Natural language region descriptions:
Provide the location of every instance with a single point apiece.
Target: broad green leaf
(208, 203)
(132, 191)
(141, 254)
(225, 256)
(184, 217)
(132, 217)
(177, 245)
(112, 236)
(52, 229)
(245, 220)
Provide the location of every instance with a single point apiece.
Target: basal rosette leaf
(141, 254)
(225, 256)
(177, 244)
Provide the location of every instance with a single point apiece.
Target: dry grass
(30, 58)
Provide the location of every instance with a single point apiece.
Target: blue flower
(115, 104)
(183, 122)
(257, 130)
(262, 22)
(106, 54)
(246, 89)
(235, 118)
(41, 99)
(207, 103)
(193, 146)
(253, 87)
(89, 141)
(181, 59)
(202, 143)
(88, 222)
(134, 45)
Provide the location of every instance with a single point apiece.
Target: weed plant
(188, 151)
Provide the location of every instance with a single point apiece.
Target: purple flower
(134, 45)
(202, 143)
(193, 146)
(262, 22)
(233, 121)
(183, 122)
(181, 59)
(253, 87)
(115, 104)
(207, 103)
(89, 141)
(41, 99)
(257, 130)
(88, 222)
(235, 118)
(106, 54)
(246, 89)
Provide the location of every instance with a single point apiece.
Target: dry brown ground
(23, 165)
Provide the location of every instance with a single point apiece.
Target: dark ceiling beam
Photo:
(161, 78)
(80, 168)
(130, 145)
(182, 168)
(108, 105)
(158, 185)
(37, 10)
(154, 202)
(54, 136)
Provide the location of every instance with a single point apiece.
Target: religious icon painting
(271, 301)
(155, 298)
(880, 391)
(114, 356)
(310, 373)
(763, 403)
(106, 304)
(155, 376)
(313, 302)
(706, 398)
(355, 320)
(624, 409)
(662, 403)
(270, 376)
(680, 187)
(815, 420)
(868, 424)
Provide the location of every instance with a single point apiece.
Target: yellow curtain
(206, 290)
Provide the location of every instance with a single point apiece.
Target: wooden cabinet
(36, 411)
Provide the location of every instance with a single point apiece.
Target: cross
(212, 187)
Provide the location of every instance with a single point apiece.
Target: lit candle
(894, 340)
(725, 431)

Task objective :: Could you repeat every record above exactly as it is written?

Answer to the exercise ::
Provide the location of every instance with a single point apiece.
Target: broad green leaf
(208, 203)
(132, 191)
(141, 254)
(225, 256)
(184, 217)
(132, 217)
(177, 245)
(112, 236)
(52, 229)
(245, 220)
Provide the location of every instance with a single point apiece.
Target: basal rosette leaf
(141, 254)
(225, 256)
(177, 244)
Provide the location of every instance with a single point apiece.
Target: dry grass
(30, 58)
Provide the location of every instance with a single point apiece.
Target: blue flower
(115, 104)
(183, 122)
(257, 130)
(262, 22)
(106, 54)
(246, 89)
(235, 118)
(41, 99)
(207, 103)
(193, 146)
(253, 87)
(89, 141)
(181, 59)
(202, 143)
(88, 222)
(134, 45)
Provide the location of every instance with a single point apiece.
Target: weed plant
(188, 151)
Provide the location of every instance with a single point apiece.
Target: purple flower
(134, 45)
(202, 143)
(193, 146)
(262, 22)
(233, 121)
(183, 122)
(181, 59)
(253, 87)
(115, 104)
(207, 103)
(89, 141)
(41, 99)
(257, 130)
(88, 222)
(235, 118)
(106, 54)
(246, 89)
Provide the location of every instance with a single point apiece.
Target: dry brown ground
(23, 165)
Provide the location of every instance with a single point apiece.
Target: dark ceiling beam
Photo:
(161, 78)
(80, 168)
(130, 145)
(182, 168)
(108, 105)
(158, 185)
(37, 10)
(154, 202)
(54, 136)
Provide the location of every instance with a single point apiece.
Target: religious icon painting
(271, 301)
(155, 298)
(880, 391)
(114, 356)
(310, 373)
(763, 403)
(106, 304)
(155, 376)
(313, 302)
(706, 398)
(355, 320)
(624, 409)
(662, 403)
(270, 376)
(680, 187)
(815, 420)
(868, 424)
Provide the location of every instance with a single point apiece.
Target: yellow curtain
(206, 290)
Provide the location of every instance with a single point apiece.
Target: wooden cabinet
(36, 411)
Provide the location of every instance with a single point apiece.
Target: cross
(212, 187)
Provide the location of every instance with a single point apiece.
Target: lit candle
(894, 340)
(725, 431)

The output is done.